*Entries pointing to named objects*:
┄┄┄┄┄┄┄┄┄┄
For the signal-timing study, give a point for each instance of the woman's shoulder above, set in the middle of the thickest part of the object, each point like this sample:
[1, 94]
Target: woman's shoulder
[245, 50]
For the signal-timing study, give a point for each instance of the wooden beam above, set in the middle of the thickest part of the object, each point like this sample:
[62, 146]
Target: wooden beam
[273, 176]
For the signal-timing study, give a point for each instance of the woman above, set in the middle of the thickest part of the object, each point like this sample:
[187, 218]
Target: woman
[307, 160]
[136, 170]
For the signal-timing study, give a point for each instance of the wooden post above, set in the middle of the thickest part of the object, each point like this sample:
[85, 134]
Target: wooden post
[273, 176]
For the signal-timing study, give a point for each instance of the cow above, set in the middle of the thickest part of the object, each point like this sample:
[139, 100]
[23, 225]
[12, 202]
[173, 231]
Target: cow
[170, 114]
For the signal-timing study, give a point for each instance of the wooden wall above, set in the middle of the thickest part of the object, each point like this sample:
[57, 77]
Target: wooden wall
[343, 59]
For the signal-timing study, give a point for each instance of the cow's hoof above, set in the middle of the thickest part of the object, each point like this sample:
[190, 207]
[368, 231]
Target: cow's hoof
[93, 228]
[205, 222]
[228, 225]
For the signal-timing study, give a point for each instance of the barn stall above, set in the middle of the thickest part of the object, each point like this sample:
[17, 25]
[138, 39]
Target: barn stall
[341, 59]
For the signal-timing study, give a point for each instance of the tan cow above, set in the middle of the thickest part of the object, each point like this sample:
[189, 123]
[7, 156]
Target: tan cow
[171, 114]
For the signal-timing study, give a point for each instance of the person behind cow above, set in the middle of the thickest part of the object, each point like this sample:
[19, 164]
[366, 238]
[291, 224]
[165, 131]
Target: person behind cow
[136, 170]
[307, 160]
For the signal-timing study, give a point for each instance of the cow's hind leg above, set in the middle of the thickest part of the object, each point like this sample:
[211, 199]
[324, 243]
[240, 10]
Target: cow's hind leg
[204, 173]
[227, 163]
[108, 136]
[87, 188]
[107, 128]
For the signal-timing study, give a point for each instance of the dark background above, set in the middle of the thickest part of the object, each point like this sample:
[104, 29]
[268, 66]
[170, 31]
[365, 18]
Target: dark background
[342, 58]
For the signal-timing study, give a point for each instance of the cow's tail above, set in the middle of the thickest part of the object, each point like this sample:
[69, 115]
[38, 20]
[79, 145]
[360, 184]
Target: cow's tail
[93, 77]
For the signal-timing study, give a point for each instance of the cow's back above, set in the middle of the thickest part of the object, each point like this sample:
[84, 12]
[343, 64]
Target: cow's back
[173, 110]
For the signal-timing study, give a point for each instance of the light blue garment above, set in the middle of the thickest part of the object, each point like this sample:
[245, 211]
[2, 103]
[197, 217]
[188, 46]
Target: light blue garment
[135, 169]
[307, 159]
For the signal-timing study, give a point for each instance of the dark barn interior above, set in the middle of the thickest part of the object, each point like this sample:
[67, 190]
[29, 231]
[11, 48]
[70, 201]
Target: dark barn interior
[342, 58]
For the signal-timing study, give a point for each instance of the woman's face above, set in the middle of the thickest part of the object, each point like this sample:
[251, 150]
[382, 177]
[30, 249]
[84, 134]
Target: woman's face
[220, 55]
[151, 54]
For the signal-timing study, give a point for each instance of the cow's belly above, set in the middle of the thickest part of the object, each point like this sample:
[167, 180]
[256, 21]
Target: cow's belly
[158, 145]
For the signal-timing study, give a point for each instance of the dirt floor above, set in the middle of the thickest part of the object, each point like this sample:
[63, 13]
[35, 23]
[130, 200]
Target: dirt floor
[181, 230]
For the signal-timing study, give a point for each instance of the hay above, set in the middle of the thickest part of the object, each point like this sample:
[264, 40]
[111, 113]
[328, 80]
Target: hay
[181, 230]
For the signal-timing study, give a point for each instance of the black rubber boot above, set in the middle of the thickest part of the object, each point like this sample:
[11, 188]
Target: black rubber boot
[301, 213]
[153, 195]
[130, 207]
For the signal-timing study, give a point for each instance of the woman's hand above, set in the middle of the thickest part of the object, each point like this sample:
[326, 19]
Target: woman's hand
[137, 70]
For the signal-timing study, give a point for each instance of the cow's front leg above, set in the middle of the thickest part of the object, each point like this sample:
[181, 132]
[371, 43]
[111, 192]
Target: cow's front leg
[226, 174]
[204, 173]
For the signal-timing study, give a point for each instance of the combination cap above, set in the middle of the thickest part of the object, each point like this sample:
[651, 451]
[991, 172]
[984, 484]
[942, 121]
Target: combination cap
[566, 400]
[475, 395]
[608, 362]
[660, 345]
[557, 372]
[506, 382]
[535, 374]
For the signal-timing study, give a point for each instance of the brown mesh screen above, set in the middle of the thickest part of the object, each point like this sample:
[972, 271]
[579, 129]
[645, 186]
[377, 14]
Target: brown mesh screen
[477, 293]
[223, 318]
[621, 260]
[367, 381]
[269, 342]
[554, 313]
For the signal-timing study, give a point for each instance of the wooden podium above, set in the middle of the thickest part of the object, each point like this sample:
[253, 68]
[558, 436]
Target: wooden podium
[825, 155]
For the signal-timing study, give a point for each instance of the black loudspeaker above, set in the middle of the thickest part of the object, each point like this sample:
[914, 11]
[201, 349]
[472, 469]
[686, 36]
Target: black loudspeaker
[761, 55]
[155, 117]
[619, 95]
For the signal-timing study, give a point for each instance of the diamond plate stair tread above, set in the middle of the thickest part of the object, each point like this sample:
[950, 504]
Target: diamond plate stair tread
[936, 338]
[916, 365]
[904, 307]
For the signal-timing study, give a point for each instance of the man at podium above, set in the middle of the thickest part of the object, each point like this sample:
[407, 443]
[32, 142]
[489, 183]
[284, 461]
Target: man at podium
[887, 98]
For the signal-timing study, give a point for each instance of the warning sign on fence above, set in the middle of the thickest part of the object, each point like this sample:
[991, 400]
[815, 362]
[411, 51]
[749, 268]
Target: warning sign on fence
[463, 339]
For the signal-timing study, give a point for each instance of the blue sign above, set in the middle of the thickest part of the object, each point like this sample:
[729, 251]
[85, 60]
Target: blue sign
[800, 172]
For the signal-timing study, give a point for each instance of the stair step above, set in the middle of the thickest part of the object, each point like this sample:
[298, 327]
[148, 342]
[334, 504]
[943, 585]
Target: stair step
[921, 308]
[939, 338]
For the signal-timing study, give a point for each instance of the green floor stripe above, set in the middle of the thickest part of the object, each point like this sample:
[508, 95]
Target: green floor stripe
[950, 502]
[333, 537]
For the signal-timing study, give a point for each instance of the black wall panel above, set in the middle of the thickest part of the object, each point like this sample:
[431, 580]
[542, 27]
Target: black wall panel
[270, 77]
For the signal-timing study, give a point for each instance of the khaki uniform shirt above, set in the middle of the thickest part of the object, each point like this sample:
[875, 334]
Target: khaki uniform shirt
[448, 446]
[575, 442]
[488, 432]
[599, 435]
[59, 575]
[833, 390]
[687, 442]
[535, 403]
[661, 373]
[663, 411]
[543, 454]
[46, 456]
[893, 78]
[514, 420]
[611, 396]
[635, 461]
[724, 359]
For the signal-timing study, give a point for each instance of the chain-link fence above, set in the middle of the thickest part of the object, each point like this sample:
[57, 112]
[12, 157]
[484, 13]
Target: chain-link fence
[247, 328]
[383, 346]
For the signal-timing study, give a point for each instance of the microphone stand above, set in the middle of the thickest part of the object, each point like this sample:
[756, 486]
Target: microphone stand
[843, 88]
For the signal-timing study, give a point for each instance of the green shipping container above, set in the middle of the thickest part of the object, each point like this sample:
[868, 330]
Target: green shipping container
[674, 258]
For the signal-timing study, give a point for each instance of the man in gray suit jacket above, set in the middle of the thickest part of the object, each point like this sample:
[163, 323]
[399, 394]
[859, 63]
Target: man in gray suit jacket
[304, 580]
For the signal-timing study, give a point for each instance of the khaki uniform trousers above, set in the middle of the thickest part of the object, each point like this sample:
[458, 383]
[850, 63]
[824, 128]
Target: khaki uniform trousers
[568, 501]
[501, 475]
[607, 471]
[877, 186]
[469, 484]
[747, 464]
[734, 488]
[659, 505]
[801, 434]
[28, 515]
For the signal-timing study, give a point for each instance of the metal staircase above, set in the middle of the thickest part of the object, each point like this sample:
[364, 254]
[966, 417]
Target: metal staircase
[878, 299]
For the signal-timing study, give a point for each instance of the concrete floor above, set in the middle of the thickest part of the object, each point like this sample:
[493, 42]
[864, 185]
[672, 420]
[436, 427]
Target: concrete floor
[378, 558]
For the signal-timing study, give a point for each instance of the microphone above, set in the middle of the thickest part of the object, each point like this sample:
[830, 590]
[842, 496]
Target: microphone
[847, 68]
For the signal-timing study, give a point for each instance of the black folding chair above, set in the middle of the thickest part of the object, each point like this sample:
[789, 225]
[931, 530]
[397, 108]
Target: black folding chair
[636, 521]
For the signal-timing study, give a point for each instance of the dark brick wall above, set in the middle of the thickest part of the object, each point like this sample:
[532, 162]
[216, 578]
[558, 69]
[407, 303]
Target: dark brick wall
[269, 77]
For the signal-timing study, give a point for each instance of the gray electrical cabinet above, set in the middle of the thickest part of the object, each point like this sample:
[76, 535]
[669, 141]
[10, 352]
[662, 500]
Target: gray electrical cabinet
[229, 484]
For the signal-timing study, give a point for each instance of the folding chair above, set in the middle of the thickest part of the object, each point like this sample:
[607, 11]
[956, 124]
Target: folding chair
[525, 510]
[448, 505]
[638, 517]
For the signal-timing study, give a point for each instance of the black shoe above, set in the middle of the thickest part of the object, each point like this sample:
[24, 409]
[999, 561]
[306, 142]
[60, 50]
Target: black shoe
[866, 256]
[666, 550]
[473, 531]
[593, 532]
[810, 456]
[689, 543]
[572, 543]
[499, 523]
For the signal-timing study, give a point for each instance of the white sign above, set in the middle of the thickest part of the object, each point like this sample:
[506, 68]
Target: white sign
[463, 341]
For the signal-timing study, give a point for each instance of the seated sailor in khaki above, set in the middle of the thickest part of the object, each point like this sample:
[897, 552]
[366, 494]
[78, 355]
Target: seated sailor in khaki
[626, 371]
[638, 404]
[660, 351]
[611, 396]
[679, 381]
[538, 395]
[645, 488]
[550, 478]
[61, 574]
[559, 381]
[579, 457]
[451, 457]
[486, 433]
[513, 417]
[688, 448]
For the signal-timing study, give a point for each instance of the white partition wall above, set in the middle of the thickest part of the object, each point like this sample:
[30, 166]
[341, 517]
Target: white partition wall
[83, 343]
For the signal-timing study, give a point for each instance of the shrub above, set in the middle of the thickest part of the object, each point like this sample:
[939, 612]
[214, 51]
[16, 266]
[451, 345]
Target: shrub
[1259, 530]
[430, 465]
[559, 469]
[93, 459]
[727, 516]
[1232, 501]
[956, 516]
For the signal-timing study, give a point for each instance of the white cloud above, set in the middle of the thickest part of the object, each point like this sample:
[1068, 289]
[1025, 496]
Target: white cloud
┄┄┄┄┄┄┄┄┄┄
*WHAT IS NEEDED*:
Copy out verbatim every line from the one containing "of the shrub" through the last of the entries, including both of those lines.

*RESULT BELOW*:
For the signal-timing study, give a point for each instance of the shrub above, set in the middle of the thickest part of the object, each point like this sample:
[939, 612]
[214, 51]
[16, 266]
[451, 345]
Target: shrub
[1259, 530]
[430, 465]
[559, 469]
[93, 459]
[727, 516]
[1232, 501]
[956, 516]
For the signal-timing study, give a point for each instance of the white cloud above, set in the middle of the thickest part of the object, each point like this sample:
[1068, 289]
[1025, 496]
Target: white cloud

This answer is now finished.